Generate a Picture for Us - Little, Big Science : Little, Big Science

Over the past year we have witnessed a major shift in the field of graphic design, driven by the development of applications that use “deep learning” [1] to generate images and illustrations based on textual input. The best-known apps in this category include DALL-E 2 and Midjourney, which we have recently used to design several images for posts, as well as Stable Diffusion, which is freely available. We will discuss the technology behind these programs.

The new applications include an image generator. It generates a random picture from an initial image that is composed of randomly selected pixels (“noise”), as well as a component that uses the text you enter to influence the content of the image. This method described below is known as a “diffusion model” and it is used in drawing apps such as Stable Diffusion. An excellent explanation can be found in video [2] of the Computerphile series.

We will explain how the app works by comparing it to the process of creating a sculpture. Imagine a skilled, well-trained sculptor is given an unhewn block of stone (like an image made up of random pixels), and he begins to chisel it. Uncertain what to create, so he cuts away a few protrusions that will probably not be part of the final sculpture. After a while, he stops to look at what he has made so far. He notices that the stone he has started to sculpt resembles many different types of sculptures he is familiar with from his extensive experience. He randomly chooses a direction that could lead to various possibilities, and starts chiselling again. After some time, he pauses again and realizes that the stone could take the shape of a more specific type of sculpture. He randomly selects a direction, chisels a little, takes a look, and repeats this process over and over again. Eventually, the statue takes shape, becoming similar to, but not identical to, one of the sculptures stored in his memory. This gradual creation process, involving random choices at every stage, produces a random yet high-quality result.

[TASK OBJECTIVE]
Answer these questions from the text on image-generating apps above:
(a) Which of the apps it names is freely available?
(b) What name is given to the method it describes?
(c) In the sculptor comparison, what is the unhewn block of stone likened to?

[MATERIAL SHOWN]
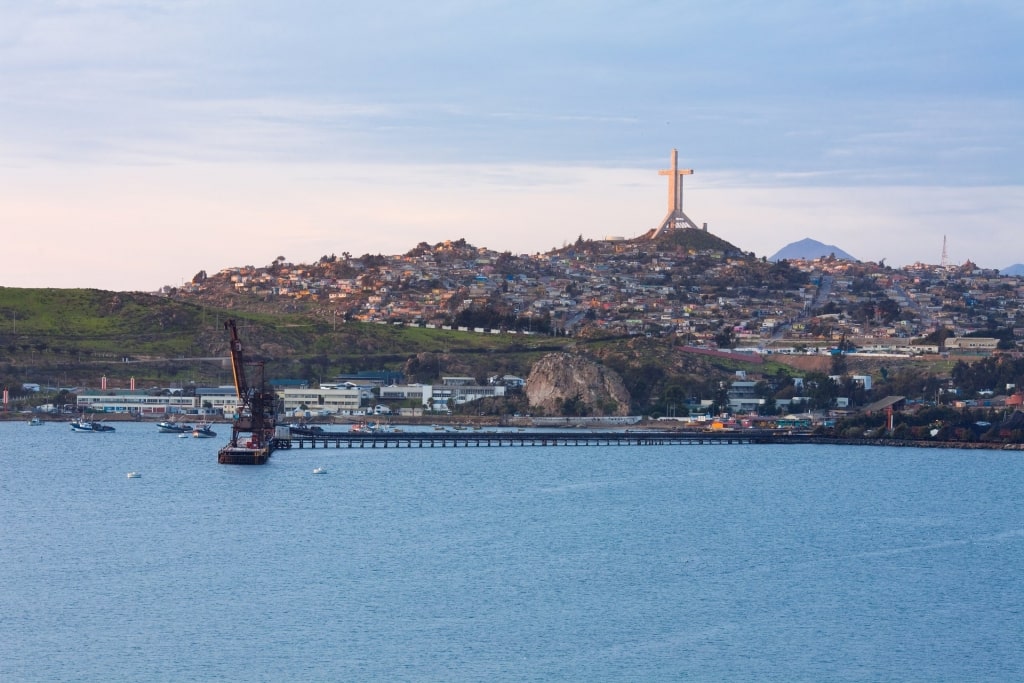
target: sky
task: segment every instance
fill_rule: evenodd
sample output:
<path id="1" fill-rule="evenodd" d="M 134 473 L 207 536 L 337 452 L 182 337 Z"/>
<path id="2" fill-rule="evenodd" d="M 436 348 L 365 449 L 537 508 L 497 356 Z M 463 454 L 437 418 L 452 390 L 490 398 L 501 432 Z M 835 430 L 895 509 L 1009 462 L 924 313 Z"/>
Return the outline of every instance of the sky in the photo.
<path id="1" fill-rule="evenodd" d="M 2 287 L 632 238 L 1024 262 L 1019 0 L 0 0 Z"/>

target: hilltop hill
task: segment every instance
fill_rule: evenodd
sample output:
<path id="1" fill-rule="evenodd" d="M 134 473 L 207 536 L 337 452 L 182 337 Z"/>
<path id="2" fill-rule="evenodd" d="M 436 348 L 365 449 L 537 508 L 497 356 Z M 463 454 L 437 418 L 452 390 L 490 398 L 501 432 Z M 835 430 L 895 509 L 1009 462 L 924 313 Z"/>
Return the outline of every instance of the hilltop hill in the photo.
<path id="1" fill-rule="evenodd" d="M 827 258 L 828 256 L 835 256 L 843 261 L 859 260 L 850 256 L 850 254 L 835 245 L 825 245 L 817 240 L 811 240 L 810 238 L 804 238 L 799 242 L 787 244 L 775 252 L 773 256 L 769 257 L 768 260 L 781 261 L 785 259 L 803 259 L 811 261 L 816 258 Z"/>

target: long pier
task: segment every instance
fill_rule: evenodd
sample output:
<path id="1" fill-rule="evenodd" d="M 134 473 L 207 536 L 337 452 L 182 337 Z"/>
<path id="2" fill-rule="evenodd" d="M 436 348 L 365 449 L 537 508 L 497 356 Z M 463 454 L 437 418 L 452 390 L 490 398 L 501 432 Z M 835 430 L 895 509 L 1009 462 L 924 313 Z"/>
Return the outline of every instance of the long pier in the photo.
<path id="1" fill-rule="evenodd" d="M 292 430 L 274 439 L 278 449 L 416 449 L 566 445 L 703 445 L 801 442 L 799 434 L 742 431 L 374 431 Z"/>

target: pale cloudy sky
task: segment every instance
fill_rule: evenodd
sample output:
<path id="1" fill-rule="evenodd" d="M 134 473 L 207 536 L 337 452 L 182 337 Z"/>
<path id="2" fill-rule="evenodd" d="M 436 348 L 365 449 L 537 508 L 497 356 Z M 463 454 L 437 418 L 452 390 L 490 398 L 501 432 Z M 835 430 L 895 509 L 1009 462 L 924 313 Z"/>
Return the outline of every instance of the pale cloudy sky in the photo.
<path id="1" fill-rule="evenodd" d="M 746 251 L 1024 262 L 1019 0 L 0 0 L 0 286 L 685 210 Z"/>

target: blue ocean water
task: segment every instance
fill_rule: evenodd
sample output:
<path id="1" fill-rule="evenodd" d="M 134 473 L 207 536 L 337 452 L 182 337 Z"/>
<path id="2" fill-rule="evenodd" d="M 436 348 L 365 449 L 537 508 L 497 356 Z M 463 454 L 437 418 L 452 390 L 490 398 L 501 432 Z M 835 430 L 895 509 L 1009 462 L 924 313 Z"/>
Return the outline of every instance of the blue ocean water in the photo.
<path id="1" fill-rule="evenodd" d="M 217 429 L 0 423 L 0 680 L 1024 680 L 1021 454 Z"/>

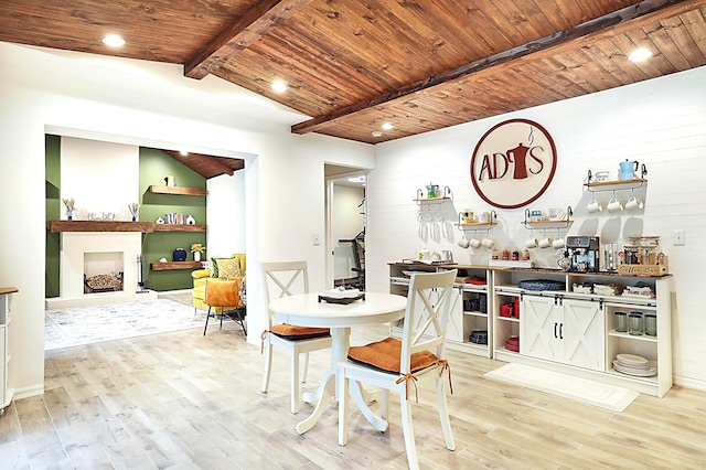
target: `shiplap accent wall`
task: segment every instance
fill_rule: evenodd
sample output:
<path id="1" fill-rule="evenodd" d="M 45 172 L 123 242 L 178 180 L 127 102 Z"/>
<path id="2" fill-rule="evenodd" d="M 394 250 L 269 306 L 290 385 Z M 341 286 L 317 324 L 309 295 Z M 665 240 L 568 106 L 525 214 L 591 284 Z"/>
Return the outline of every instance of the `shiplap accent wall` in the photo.
<path id="1" fill-rule="evenodd" d="M 462 249 L 453 227 L 457 212 L 489 210 L 474 193 L 470 159 L 479 139 L 492 126 L 526 118 L 553 136 L 558 167 L 549 189 L 530 209 L 571 206 L 575 222 L 560 235 L 599 235 L 601 242 L 628 236 L 659 235 L 670 258 L 673 279 L 673 354 L 675 382 L 706 389 L 706 322 L 703 314 L 703 271 L 706 260 L 706 67 L 620 89 L 545 105 L 376 147 L 377 164 L 368 177 L 368 289 L 388 289 L 388 261 L 413 257 L 417 250 L 452 249 L 460 263 L 485 264 L 488 249 Z M 613 215 L 588 214 L 588 170 L 617 170 L 625 159 L 648 168 L 648 185 L 637 191 L 643 211 Z M 448 185 L 452 202 L 435 209 L 441 217 L 419 224 L 413 200 L 428 183 Z M 612 194 L 601 193 L 605 205 Z M 630 192 L 618 192 L 624 203 Z M 500 247 L 522 247 L 530 236 L 521 223 L 524 207 L 498 210 L 499 225 L 490 232 Z M 673 246 L 674 229 L 686 231 L 686 246 Z M 484 234 L 481 234 L 484 235 Z M 535 235 L 543 235 L 535 233 Z M 548 231 L 556 236 L 556 231 Z M 425 244 L 425 239 L 427 241 Z M 436 243 L 438 239 L 439 243 Z M 541 266 L 554 266 L 553 250 L 535 252 Z"/>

[ANSWER TO THE PROBLEM]
(a) Stable Diffusion
(b) A "diffusion model"
(c) An image made up of random pixels